■ Reading passage
****************

QuarkMedBench: A Real-World Scenario Driven Benchmark for Evaluating Large Language Models

Abstract

While Large Language Models (LLMs) excel on standardized medical exams, high scores often fail to translate to high-quality responses for real-world medical queries. Current evaluations rely heavily on multiple-choice questions, failing to capture the unstructured, ambiguous, and long-tail complexities inherent in genuine user inquiries. To bridge this gap, we introduce QuarkMedBench, an ecologically valid benchmark tailored for real-world medical LLM assessment. We compiled a massive dataset spanning Clinical Care, Wellness Health, and Professional Inquiry, comprising 20,821 single-turn queries and 3,853 multi-turn sessions. To objectively evaluate open-ended answers, we propose an automated scoring framework that integrates multi-model consensus with evidence-based retrieval to dynamically generate 220,617 fine-grained scoring rubrics (~9.8 per query). During evaluation, hierarchical weighting and safety constraints structurally quantify medical accuracy, key-point coverage, and risk interception, effectively mitigating the high costs and subjectivity of human grading. Experimental results demonstrate that the generated rubrics achieve a 91.8% concordance rate with clinical expert blind audits, establishing highly dependable medical reliability. Crucially, baseline evaluations on this benchmark reveal significant performance disparities among state-of-the-art models when navigating real-world clinical nuances, highlighting the limitations of conventional exam-based metrics. Ultimately, QuarkMedBench establishes a rigorous, reproducible yardstick for measuring LLM performance on complex health issues, while its framework inherently supports dynamic knowledge updates to prevent benchmark obsolescence.
Paper Structure (63 sections, 7 equations, 4 figures, 14 tables)

This paper contains 63 sections, 7 equations, 4 figures, 14 tables.

Figures (4)

  • Figure 1: Performance of mainstream LLMs on QuarkMedBench. This grouped bar chart compares the scores of 14 models without length constraints (hatched bars) versus those with a strict length constraint of $\le$1000 words (solid bars).
  • Figure 2: Automated Scoring Rubric (Auto-Rubrics) Generation Pipeline
  • Figure 3: An empirical example of the synthesized Ground Truth. The JSON schema demonstrates the pipeline's capability to decompose complex medical concepts into three granular dimensions: essential facts (imp), deep clinical insights (aha), and extended knowledge (ext), while successfully capturing discrepancies across international clinical guidelines.
  • Figure 4: Task classification distribution comparison between QuarkMedBench and Healthbench datasets. Left panel (1) shows the distribution across six main categories: Basic Inquiry, Pre-consultation, During-treatment, Post-treatment, Professional Medical, and Special Cases. Right panel (2) displays the top 15 specific task labels ranked by combined frequency. Percentages are calculated relative to the total number of samples in each dataset. QuarkMedBench demonstrates a balanced distribution across foundational categories including Basic Inquiry (30.0% vs 15.8%) and Pre-consultation (18.0% vs 12.1%), aligning with the full medical consultation lifecycle.

****************

■ Supplied material
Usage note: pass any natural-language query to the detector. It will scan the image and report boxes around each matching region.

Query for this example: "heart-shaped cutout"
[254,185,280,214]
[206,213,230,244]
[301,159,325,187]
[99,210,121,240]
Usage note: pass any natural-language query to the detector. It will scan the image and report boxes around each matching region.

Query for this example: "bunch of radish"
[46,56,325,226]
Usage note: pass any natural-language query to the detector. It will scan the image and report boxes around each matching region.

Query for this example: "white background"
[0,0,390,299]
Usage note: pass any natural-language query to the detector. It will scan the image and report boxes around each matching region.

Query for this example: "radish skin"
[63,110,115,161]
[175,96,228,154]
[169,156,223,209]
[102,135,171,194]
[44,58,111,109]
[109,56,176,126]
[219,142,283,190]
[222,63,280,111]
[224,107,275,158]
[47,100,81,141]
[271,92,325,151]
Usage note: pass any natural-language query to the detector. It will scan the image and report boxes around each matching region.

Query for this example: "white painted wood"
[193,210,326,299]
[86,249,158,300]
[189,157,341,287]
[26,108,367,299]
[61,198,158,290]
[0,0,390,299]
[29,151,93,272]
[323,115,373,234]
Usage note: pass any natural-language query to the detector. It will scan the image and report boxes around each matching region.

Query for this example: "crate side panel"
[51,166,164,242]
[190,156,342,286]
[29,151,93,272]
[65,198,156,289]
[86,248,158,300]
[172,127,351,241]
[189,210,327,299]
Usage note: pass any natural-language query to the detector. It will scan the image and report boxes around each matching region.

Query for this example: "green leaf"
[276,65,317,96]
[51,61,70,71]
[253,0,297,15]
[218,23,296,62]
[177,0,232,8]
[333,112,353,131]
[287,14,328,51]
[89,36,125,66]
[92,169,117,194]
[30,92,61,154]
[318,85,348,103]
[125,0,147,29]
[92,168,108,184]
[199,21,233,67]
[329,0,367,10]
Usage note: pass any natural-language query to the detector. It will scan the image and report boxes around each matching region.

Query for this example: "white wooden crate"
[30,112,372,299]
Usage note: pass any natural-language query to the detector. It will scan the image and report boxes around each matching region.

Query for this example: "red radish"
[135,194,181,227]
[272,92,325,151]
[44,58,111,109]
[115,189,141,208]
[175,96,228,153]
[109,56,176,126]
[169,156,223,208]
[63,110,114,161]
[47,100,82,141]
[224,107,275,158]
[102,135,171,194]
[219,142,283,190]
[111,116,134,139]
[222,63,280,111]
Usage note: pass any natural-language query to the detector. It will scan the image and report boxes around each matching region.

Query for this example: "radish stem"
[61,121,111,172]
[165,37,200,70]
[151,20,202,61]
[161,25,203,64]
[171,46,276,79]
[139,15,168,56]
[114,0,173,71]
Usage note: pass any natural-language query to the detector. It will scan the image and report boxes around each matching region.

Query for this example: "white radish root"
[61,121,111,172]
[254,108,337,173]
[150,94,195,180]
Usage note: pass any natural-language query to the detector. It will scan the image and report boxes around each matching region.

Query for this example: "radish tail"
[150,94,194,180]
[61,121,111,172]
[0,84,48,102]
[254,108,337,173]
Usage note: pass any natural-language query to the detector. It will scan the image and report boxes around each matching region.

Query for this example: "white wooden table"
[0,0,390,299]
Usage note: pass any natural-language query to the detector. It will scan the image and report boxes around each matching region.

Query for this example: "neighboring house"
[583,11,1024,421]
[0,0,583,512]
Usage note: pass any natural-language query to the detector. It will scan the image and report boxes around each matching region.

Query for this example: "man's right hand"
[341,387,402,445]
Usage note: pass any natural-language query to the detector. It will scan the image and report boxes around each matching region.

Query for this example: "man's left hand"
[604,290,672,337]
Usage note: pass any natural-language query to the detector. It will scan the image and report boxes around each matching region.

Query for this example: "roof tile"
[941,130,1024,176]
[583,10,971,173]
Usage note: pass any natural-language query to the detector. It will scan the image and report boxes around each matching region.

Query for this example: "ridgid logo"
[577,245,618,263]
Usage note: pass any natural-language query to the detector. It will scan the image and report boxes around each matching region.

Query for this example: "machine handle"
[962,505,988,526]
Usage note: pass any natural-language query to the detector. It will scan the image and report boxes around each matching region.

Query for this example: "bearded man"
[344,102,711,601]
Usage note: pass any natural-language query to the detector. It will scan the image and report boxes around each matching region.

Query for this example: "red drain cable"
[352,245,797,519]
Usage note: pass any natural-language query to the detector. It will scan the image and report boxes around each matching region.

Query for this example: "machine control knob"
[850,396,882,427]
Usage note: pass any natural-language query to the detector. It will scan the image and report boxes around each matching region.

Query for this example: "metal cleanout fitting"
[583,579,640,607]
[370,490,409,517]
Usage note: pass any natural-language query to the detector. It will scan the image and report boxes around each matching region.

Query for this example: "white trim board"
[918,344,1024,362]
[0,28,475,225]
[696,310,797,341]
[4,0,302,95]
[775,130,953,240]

****************

■ Complete the following
**a.** Reproduce the QuarkMedBench page starting at "Figures (4)" and ending at "words (solid bars).", and put "striped" in place of "hatched".
**b.** According to the QuarkMedBench page, what concordance rate did the generated rubrics achieve with clinical expert blind audits?

■ Solutions to the exercise
**a.**
Figures (4)

  • Figure 1: Performance of mainstream LLMs on QuarkMedBench. This grouped bar chart compares the scores of 14 models without length constraints (striped bars) versus those with a strict length constraint of $\le$1000 words (solid bars).

**b.** 91.8%